Document segment:
* START *
EMF induced in a straight wire -- 2013 AP Physics B problem 6(e)

I feel a disturbance in the force... problem 6 on the 2013 AP Physics B exam seems to be generating significant discussion of emf induced in a straight wire, rather than in a loop of wire.

First of all, take a look at the question, to be found in this file at  I can't post the question here for lawyerly reasons.    

In the last part, we have a wire carrying a current to the right.  A second wire is placed above the first wire, and is moved upward at constant speed.  

Finding the amount of induced emf is easy: ε = BLv.  Although the magnetic field is different at different distances from the current-carrying wire, the question asks about induced emf at one specific location.  So calculate the magnetic field B produced there, use the length of the wire, and the speed the wire is moving.  Fine.

But which side of the wire is at a higher electric potential?  Lenz's law is the usual approach to such questions.  Without a loop of wire, though, I don't know how to apply my usual approach to Lenz's law.

The way I understand this situation is to consider the effect of the magnetic field on positive charge carriers in the wire.*  The force on these positive charge carriers is given by the right hand rule associated with F = qvB, the magnetic force on a moving charge.  Which direction is this magnetic force?
* END *
Information supplied:
* START *
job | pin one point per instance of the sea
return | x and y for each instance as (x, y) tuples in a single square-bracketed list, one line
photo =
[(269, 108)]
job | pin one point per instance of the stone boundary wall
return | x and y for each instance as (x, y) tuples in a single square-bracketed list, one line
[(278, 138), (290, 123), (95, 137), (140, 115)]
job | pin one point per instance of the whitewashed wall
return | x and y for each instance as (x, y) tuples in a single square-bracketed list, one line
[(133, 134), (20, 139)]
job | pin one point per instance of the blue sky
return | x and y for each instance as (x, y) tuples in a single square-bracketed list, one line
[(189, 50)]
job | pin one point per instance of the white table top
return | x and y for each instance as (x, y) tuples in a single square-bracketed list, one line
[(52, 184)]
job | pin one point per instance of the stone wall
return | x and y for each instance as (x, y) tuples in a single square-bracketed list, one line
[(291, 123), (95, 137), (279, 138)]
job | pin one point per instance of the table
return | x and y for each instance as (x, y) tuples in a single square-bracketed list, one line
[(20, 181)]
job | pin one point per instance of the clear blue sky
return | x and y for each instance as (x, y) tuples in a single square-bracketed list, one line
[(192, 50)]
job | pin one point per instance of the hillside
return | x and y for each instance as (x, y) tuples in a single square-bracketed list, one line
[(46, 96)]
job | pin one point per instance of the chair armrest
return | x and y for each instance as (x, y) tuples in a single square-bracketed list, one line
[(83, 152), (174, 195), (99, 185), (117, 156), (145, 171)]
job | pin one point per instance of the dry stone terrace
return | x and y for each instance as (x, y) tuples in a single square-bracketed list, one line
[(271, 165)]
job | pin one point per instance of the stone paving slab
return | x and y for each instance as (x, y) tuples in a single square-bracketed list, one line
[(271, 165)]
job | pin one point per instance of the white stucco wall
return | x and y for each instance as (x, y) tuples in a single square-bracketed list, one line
* END *
Your task: Copy out the text on induced emf in a straight wire, beginning at the words "In the last" and stopping after "to Lenz's law.", substituting "Faraday's law" for each "Lenz's law". Rely only on the text itself.

Full solution:
In the last part, we have a wire carrying a current to the right.  A second wire is placed above the first wire, and is moved upward at constant speed.  

Finding the amount of induced emf is easy: ε = BLv.  Although the magnetic field is different at different distances from the current-carrying wire, the question asks about induced emf at one specific location.  So calculate the magnetic field B produced there, use the length of the wire, and the speed the wire is moving.  Fine.

But which side of the wire is at a higher electric potential?  Faraday's law is the usual approach to such questions.  Without a loop of wire, though, I don't know how to apply my usual approach to Faraday's law.